— Start Given records —
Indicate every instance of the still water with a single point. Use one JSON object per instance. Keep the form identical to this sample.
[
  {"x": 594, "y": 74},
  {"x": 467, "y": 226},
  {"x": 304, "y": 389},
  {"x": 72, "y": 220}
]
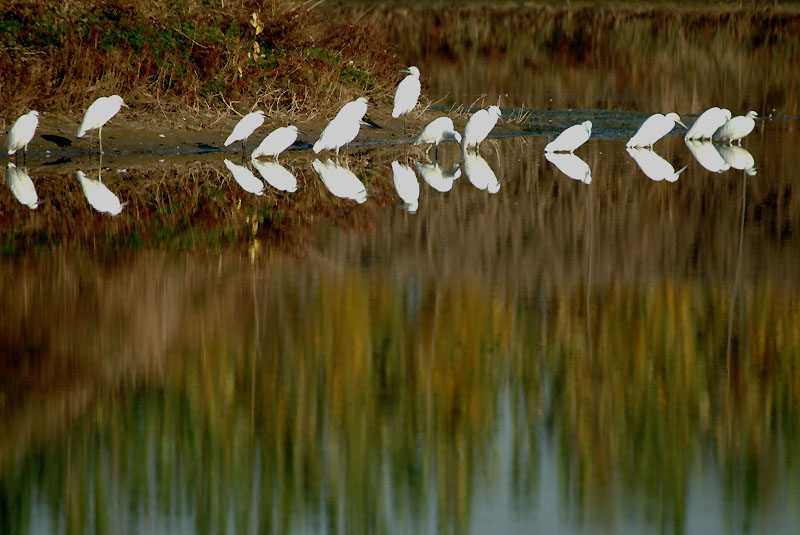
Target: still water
[{"x": 533, "y": 349}]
— End Given records —
> _Given request_: Please write out the records above word for word, leaving out the pictures.

> _Solution_:
Indicate every instance of the still water with a single point. Use one JSON object per instance. Keep the form identical to this sample.
[
  {"x": 594, "y": 74},
  {"x": 467, "y": 226},
  {"x": 304, "y": 389},
  {"x": 72, "y": 220}
]
Target: still water
[{"x": 533, "y": 349}]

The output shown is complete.